=== Aim 1 ===
Transcribe the passage of the article on the Brotherhood's Iftar meal from "Indeed, Arabic copies" to "level of organization.".

## begin Extract

The Muslim Brotherhood may be officially banned in Egypt but its members are trying hard not to fit the image of fearsome fanatics intolerant of other religions and Westerners.
In a Sheraton hotel in the wealthy suburb of Heliopolis on Sunday, Brotherhood members wearing sober business suits sat around the table for a traditional Muslim Iftar meal with Egptian Christian clerics and foreigners.
They were projecting the image of mainstream respectability they had won at the polls in last month's elections to a new parliament which opens for its first session on Wednesday.
Their Iftar meal -- which Muslims share after a dawn-to-dusk fast during the holy month of Ramadan -- sought to show they are ready to do business and mix with all strata of society.
Indeed, Arabic copies of speeches and English translations of them were distributed to all the guests, one of many signs of the group's high level of organization.
And among their 400 guests were officials from competing opposition parties such as the Arab Socialist Nasserites, democracy activist Saad Eddin Ibrahim, two Coptic Christian priests, and foreign and Egyptian journalists.

## end Extract
## begin Supplied data

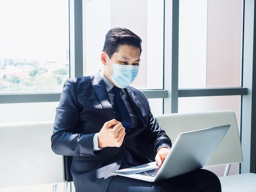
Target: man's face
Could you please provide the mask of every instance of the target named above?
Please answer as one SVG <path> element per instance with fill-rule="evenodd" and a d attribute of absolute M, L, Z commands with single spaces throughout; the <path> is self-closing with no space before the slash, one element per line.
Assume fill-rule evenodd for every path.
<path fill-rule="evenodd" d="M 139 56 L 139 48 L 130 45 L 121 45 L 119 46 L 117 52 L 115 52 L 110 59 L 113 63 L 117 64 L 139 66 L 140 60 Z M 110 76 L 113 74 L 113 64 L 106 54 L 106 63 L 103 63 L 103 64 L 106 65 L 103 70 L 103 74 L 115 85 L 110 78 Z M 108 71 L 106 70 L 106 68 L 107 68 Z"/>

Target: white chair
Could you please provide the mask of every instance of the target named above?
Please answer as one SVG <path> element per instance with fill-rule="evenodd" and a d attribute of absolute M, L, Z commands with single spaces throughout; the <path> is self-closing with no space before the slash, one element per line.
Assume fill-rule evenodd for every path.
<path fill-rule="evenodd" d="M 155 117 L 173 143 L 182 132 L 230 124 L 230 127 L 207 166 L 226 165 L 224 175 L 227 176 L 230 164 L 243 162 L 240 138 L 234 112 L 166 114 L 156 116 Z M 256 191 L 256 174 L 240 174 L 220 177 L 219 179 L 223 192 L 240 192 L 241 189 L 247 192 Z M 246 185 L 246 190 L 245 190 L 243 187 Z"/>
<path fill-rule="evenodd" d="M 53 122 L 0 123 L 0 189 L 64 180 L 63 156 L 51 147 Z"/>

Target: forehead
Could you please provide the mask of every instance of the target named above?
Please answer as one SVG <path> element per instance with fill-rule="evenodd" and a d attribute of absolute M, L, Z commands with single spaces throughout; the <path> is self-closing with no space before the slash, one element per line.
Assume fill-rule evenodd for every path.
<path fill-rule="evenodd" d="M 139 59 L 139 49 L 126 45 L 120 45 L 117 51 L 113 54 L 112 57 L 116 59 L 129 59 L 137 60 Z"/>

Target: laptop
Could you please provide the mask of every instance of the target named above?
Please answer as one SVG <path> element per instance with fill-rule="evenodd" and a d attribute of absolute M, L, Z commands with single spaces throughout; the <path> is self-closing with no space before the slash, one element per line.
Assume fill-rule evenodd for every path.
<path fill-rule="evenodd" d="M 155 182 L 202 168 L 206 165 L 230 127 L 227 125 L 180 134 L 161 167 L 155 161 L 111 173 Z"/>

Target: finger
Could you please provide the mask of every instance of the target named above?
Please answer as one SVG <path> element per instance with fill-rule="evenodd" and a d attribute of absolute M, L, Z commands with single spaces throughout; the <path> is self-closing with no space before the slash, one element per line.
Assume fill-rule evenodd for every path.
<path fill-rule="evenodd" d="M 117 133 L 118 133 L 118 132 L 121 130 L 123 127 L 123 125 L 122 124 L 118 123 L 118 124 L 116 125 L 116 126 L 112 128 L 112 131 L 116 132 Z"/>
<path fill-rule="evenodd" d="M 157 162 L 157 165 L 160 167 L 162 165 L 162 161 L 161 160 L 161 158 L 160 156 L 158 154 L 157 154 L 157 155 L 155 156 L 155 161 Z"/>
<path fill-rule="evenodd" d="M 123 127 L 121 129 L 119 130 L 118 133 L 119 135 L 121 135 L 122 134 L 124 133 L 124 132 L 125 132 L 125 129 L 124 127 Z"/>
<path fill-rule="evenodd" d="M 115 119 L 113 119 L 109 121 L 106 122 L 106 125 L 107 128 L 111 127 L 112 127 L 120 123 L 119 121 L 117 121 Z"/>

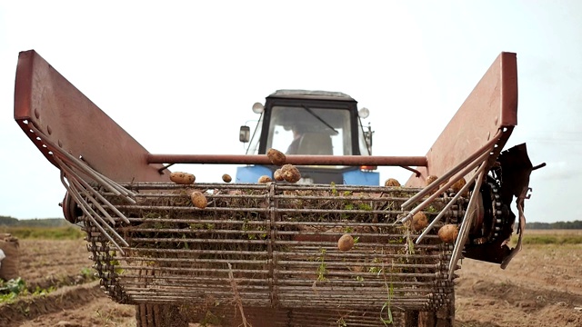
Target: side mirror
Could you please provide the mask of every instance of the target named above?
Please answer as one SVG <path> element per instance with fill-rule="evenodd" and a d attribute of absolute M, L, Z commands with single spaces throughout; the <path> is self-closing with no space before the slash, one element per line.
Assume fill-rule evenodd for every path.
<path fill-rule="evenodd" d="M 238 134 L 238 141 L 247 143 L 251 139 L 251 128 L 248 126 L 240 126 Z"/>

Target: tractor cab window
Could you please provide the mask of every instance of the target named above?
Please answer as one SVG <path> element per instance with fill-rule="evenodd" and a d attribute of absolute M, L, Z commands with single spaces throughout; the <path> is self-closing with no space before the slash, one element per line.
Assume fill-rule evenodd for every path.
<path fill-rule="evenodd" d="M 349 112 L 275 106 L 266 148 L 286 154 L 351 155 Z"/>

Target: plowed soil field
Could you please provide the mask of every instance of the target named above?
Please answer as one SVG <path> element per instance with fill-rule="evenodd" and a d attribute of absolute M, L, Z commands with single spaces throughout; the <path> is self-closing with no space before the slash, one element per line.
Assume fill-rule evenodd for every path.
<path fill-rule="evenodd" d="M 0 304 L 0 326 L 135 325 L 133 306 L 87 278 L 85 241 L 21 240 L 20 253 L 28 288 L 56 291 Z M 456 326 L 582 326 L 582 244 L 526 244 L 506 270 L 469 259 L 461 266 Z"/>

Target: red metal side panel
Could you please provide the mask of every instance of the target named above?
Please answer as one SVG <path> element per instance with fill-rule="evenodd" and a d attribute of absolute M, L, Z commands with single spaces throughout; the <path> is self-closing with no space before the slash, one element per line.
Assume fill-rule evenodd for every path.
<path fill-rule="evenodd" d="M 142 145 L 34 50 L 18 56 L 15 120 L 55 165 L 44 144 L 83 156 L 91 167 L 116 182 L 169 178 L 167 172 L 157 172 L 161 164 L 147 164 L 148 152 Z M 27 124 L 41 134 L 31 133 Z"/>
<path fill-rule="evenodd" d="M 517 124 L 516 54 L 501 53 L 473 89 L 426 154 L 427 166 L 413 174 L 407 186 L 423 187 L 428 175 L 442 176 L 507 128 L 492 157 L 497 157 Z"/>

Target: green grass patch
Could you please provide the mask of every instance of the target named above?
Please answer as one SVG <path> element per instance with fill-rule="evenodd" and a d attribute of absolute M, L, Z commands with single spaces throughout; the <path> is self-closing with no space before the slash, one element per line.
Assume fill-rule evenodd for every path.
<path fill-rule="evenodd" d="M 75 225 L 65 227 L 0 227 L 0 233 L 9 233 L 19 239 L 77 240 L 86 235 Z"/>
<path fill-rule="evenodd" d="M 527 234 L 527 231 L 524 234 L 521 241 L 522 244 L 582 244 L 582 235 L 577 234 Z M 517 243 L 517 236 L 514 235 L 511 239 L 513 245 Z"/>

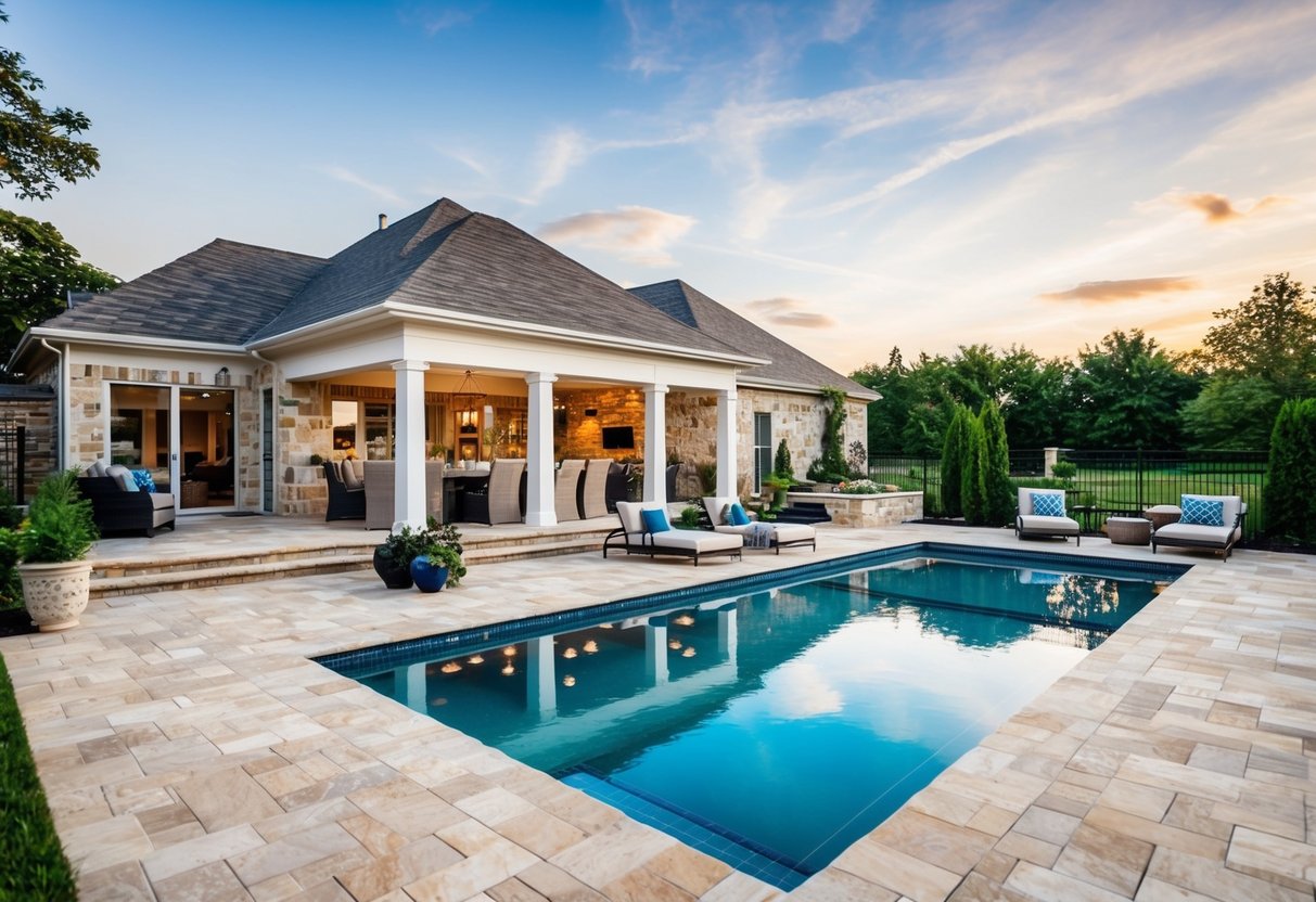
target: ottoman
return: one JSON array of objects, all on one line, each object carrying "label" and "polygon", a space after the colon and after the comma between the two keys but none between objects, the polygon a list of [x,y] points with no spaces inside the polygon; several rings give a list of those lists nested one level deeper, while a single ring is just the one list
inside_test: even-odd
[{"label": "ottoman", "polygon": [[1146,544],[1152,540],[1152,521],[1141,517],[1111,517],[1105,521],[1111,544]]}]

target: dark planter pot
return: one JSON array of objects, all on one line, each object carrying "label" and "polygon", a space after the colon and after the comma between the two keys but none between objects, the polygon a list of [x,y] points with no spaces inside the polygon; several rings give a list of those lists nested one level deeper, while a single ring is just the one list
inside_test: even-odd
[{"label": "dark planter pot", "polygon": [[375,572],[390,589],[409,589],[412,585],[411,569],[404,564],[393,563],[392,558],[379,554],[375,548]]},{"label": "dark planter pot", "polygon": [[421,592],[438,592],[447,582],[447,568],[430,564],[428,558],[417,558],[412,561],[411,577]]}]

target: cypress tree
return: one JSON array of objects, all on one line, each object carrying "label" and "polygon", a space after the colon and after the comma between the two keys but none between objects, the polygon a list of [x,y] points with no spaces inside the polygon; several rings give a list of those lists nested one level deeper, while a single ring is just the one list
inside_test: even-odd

## end Supplied data

=== Aim 2 ===
Express the stored rows from the line with "Target: finger" to the line with "115 119 L 113", both included, as a two-column CSV with the headers "instruction" and "output". Give one CSV line for each instruction, put each field in quotes, and turn any line breaks inside a field into spaces.

=== Full answer 1 ===
Indeed, Arabic copies of speeches and English translations of them were distributed to all the guests, one of many signs of the group's high level of organization.

=== Full answer 2 ===
instruction,output
"Target: finger Could you please provide the mask of every instance of the target named above? Please answer as one SVG <path> element per instance with fill-rule=""evenodd"" and a d attribute of absolute M, L, Z commands with single spaces throughout; the <path> is self-closing with no space before the slash, one element per line. Assume fill-rule evenodd for every path.","<path fill-rule=""evenodd"" d=""M 117 133 L 118 133 L 118 132 L 121 130 L 123 127 L 123 125 L 122 124 L 118 123 L 118 124 L 116 125 L 116 126 L 112 128 L 112 131 L 116 132 Z""/> <path fill-rule=""evenodd"" d=""M 157 162 L 157 165 L 160 167 L 162 165 L 162 161 L 161 160 L 161 158 L 160 156 L 158 154 L 157 154 L 157 155 L 155 156 L 155 161 Z""/> <path fill-rule=""evenodd"" d=""M 123 127 L 121 129 L 119 130 L 118 133 L 119 135 L 121 135 L 122 134 L 124 133 L 124 132 L 125 132 L 125 129 L 124 127 Z""/> <path fill-rule=""evenodd"" d=""M 115 119 L 113 119 L 109 121 L 106 122 L 106 125 L 107 128 L 111 127 L 112 127 L 120 123 L 119 121 L 117 121 Z""/>"